**Task requirements**
a: According to the court order, what prison term was the defendant given on the aggravated DUI count?
b: Render this sentence from the court order in Spanish: "For the following reasons, we reverse the defendant's convictions and remand the cause for a new trial."
c: Pick up the court order on the Cobb appeal after its last sentence and continue it in the same formal style.

**Source passage**
Opinion
NO. 5-13-0079
04-07-2016
NOTICE
Decision filed 04/07/16. The text of this decision may be changed or corrected prior to the filing of a Peti ion for Rehearing or the disposition of the same.
NOTICE
This order was filed under Supreme Court Rule 23 and may not be cited as precedent by any party except in the limited circumstances allowed under Rule 23(e)(1).
Appeal from the Circuit Court of Williamson County.
No. 12-CF-29
Honorable John Speroni, Judge, presiding.
JUSTICE CATES delivered the judgment of the court.
Justice Stewart concurred and Justice Moore specially concurred in the judgment.
ORDER
¶ 1 Held: The trial court erred in allowing the State to improperly comment on the defendant's failure to call a non-alibi witness to testify. Therefore, the defendant's convictions are reversed, and the cause is remanded for a new trial.
¶ 2 Following a jury trial, the defendant, Jack R. Cobb, was convicted of aggravated driving while under the influence of alcohol (DUI) (625 ILCS 5/11-501(d)(2)(C) (West 2012)) and aggravated driving while license revoked (DWLR) (625 ILCS 5/11-501(d)(1)(G) (West 2012)). He was sentenced to a term of seven years in prison on the aggravated DUI count and a consecutive term of three years in prison on the aggravated DWLR count. On appeal, the defendant contends that the trial court committed
reversible error by (1) denying his motion to suppress inculpatory statements made prior to arrest; (2) denying his motion in limine seeking to bar evidence of his post-arrest statements threatening a police officer; (3) allowing the State to offer a definition of the meaning of reasonable doubt during voir dire; (4) failing to give Illinois Pattern Jury Instructions, Criminal No. 2.03; (5) allowing the State to comment during rebuttal argument on his failure to present the testimony of a non-alibi witness, and to speculate that the witness's testimony would be unfavorable; and (6) denying him his right to a fair trial as a result of the combined impact of all of the errors. The defendant claims that he was unfairly prejudiced and denied a fair trial as a result of each individual error and the cumulative effect of the errors. For the following reasons, we reverse the defendant's convictions and remand the cause for a new trial.

**Record set**
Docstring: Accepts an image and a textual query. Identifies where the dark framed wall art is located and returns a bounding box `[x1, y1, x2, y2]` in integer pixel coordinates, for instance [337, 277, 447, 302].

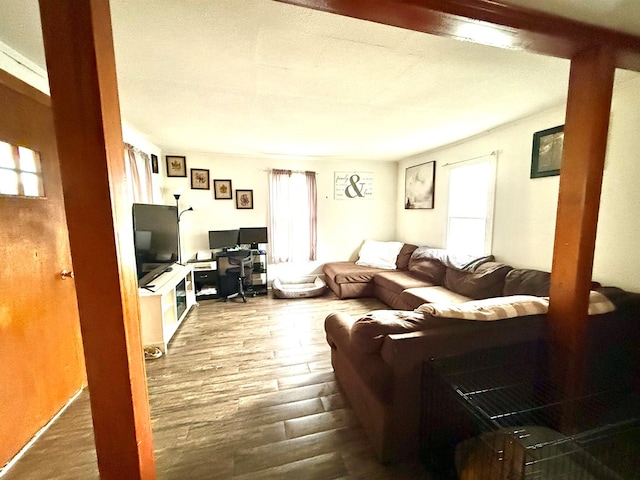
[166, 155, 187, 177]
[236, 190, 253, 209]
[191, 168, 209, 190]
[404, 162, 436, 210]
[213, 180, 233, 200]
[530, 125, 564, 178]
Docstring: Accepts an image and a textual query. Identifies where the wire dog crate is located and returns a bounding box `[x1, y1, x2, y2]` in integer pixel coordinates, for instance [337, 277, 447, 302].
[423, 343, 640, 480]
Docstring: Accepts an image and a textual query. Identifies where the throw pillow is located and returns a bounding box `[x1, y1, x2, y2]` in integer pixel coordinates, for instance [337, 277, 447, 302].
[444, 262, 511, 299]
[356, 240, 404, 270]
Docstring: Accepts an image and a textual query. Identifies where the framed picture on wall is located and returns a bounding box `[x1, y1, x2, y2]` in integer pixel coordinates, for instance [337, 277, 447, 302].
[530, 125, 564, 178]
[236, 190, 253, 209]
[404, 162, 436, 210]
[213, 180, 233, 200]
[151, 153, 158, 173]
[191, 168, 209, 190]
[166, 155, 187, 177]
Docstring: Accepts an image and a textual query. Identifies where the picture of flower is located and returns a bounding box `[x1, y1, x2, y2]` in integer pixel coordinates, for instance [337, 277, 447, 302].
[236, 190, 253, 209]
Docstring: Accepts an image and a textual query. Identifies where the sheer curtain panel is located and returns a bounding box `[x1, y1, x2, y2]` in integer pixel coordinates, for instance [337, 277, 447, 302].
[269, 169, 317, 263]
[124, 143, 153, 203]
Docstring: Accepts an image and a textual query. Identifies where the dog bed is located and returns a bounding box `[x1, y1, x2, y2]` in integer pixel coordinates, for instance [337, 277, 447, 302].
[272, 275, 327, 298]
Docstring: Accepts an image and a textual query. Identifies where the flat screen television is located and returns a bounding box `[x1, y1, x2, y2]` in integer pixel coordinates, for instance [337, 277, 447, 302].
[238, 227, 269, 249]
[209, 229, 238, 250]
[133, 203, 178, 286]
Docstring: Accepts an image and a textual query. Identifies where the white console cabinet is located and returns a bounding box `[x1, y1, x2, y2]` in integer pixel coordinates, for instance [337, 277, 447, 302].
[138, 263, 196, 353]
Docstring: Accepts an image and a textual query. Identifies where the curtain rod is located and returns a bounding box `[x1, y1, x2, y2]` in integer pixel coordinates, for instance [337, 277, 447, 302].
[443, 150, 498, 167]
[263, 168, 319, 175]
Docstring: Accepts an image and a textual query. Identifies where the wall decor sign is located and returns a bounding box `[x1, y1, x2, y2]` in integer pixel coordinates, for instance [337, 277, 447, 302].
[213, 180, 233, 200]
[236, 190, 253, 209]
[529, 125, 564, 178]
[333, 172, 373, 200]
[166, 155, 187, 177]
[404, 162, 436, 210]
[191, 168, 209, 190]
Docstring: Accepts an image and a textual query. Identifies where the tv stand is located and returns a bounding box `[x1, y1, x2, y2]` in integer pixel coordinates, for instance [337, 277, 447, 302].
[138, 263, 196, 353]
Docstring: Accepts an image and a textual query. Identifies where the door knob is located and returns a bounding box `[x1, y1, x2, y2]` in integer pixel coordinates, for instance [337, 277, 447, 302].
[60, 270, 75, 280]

==

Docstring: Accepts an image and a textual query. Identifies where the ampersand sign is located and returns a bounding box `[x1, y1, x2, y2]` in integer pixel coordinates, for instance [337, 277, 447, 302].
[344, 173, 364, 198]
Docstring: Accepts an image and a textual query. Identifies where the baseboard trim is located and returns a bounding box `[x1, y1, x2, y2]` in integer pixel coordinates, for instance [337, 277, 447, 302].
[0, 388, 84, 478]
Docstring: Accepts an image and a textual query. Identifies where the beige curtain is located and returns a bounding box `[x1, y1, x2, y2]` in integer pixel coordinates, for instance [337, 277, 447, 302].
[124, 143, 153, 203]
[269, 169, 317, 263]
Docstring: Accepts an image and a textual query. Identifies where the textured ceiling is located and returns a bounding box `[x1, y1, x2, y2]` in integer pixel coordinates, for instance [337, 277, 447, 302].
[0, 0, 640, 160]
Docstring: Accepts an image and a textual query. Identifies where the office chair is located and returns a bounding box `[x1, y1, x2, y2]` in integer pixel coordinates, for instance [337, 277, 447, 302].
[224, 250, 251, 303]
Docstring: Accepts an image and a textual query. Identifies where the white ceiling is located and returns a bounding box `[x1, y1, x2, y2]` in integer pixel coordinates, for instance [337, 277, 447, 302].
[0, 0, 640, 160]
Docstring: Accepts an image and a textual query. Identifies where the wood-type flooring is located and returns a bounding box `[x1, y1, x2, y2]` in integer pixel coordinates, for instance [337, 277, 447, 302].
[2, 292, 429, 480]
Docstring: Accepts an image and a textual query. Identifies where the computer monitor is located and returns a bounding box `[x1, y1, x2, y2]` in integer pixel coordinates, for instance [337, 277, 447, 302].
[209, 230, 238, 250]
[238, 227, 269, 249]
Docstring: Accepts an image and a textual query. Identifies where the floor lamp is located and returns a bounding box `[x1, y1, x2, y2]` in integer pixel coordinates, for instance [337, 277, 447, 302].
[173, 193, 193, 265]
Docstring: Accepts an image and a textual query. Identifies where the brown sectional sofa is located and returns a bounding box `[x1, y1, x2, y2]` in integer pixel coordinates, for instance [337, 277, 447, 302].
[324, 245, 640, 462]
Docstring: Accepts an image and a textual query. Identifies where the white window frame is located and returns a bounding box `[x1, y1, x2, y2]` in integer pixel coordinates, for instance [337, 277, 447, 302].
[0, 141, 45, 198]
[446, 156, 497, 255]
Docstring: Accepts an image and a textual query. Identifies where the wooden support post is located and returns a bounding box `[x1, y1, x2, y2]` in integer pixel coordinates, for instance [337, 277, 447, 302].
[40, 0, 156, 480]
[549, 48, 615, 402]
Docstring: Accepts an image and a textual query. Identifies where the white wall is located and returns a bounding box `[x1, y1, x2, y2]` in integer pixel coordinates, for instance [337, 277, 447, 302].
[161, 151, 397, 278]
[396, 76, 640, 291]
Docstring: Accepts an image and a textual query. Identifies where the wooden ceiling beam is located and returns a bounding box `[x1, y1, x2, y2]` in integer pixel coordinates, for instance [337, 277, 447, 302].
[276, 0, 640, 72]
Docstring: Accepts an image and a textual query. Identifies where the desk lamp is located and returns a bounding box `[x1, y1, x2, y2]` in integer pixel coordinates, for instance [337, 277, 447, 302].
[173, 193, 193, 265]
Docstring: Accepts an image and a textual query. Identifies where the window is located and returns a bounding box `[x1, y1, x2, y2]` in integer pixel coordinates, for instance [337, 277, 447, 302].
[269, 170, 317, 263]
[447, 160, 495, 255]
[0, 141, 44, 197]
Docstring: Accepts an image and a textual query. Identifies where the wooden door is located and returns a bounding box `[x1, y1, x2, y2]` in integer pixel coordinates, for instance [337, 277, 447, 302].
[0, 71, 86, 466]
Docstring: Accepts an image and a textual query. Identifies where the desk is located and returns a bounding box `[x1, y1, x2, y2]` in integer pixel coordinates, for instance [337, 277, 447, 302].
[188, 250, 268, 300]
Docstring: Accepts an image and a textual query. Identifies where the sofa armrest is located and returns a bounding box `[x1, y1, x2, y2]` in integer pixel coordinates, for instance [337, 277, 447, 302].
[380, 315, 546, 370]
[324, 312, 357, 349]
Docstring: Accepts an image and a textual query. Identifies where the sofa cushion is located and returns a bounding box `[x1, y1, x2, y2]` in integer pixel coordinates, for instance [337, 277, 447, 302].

--

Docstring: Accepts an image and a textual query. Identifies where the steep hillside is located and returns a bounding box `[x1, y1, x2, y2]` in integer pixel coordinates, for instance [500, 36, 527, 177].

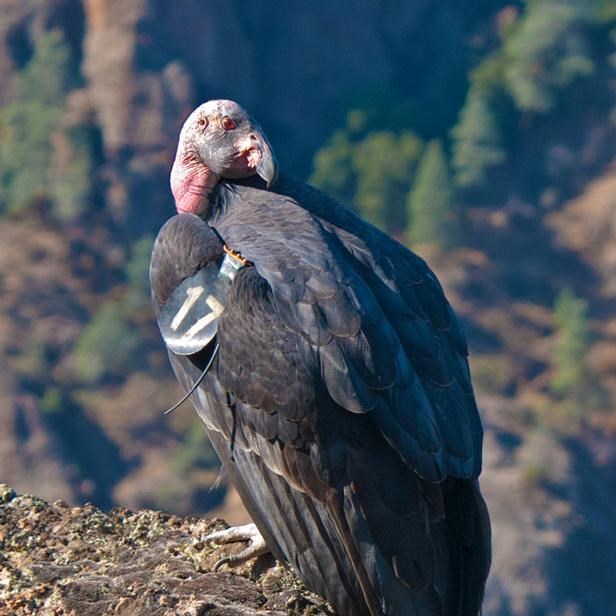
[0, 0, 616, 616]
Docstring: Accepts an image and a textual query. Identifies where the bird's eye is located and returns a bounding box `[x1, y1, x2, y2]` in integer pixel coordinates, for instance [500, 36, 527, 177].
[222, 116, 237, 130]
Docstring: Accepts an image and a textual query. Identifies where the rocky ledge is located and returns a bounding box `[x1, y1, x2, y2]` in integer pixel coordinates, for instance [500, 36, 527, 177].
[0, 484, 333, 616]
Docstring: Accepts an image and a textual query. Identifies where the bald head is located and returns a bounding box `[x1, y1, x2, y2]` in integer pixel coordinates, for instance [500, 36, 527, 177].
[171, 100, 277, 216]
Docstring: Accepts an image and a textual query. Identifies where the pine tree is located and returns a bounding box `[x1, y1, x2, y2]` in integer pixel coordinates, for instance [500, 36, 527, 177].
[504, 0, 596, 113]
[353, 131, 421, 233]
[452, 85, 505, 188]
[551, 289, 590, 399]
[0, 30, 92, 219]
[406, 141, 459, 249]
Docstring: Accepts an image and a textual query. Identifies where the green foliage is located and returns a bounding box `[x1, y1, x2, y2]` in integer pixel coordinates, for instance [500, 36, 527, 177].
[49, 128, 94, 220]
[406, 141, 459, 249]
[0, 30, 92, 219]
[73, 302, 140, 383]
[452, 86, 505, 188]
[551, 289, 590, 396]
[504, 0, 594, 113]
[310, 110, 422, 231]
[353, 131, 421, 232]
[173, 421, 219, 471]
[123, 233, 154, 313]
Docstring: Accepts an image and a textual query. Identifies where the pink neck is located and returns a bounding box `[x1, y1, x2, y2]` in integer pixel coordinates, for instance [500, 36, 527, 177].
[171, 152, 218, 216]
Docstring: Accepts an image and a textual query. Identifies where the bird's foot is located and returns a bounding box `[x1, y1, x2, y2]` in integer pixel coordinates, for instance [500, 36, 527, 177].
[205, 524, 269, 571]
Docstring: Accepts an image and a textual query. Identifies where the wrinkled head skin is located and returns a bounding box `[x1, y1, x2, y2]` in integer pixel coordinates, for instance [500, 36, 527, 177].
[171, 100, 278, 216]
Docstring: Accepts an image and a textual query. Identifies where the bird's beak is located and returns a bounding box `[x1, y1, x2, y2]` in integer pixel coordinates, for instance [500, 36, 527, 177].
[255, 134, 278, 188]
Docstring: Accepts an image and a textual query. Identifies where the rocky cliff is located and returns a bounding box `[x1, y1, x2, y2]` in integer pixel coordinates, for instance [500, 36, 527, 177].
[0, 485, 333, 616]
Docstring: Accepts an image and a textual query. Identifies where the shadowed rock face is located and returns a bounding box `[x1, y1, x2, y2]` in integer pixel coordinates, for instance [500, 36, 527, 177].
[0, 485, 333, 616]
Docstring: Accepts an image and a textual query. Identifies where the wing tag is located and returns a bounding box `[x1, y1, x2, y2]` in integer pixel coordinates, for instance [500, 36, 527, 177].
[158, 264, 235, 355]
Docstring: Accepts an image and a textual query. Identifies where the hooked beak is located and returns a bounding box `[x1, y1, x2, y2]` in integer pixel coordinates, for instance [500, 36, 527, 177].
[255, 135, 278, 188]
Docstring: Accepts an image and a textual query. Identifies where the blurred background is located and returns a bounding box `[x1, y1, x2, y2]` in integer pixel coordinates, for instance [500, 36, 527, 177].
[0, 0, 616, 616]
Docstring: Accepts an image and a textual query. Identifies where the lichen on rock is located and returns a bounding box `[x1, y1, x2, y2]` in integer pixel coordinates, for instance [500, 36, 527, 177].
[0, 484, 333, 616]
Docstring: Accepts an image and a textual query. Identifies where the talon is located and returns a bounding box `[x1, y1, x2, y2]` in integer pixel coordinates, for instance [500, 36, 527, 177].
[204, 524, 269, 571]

**Task responses**
a: Seven years in prison.

b: Por las siguientes razones, revocamos las condenas del acusado y devolvemos la causa para un nuevo juicio.

c:
¶ 3 The defendant was arrested on January 23, 2012, and later charged by information with aggravated DUI and aggravated DWLR. The defendant was also charged with threatening the arresting officer, but that charge was filed in a separate case and is not part of this appeal. The DUI and DWLR charges were tried before a jury in Williamson County. After considering the testimony of an occurrence witness and the arresting officer, the jury found that the defendant was guilty of both charges. A summary of the evidence follows.
¶ 4 Stephanie Parks was called as the State's first witness. Parks testified that sometime between 5 p.m. and 6 p.m., on January 23, 2012, she was at her home on Willow Pond Lane when she heard a knock at the door. When Parks opened the door, she observed a man, whom she did not know, standing outside. The man, whom Parks
identified in court as the defendant, stated that he was looking for "Jackie." Parks recalled that the defendant smelled of alcohol, that he was drinking out of a bottle wrapped in a brown paper bag, and that his speech was slurred. Parks also recalled that it was not yet dark outside. Parks informed the defendant that no one named Jackie lived at the residence. She ended the conversation and watched the defendant leave. Parks observed the defendant get into the driver's seat of a red Chevy or GMC truck and drive away.
¶ 5 Parks testified that after a brief period of time, she heard a noise. When she went over to the window and looked out, she observed the same red truck "barreling up and down the road" at an excessive rate of speed. Upon seeing the truck "flying up and down the road," Parks called 9-1-1 to report what she thought was a drunk driver. After reporting the suspected drunk driver, Parks observed the truck doing "doughnuts." As she continued to look on, she saw the truck almost hit another vehicle. This prompted her to call 9-1-1 once more. Moments later, Parks witnessed the defendant park the truck in her driveway, exit the vehicle, and walk around her front yard, yelling. Parks then saw the defendant return to the truck and reposition it in her driveway. He then exited the vehicle. At that point, Parks watched the defendant take his shirt off and walk around the yard. She noted that a police officer arrived shortly thereafter.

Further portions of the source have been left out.